• DIRECTIONS: Present the data below as a numbered list, leaving out any blank lines.

• GIVEN RECORDS:
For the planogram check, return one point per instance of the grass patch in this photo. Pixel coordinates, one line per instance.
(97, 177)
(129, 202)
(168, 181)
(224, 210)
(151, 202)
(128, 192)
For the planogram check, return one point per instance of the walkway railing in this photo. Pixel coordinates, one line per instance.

• WRITTEN RESPONSE:
1. For the planogram check, return one point per instance of the grass patch in this photo. Pixel coordinates, one line per instance.
2. (97, 177)
3. (129, 202)
4. (168, 181)
5. (224, 210)
6. (151, 202)
7. (128, 192)
8. For the planogram check, return one point per instance of the walkway railing in this photo. Pixel coordinates, one line per instance.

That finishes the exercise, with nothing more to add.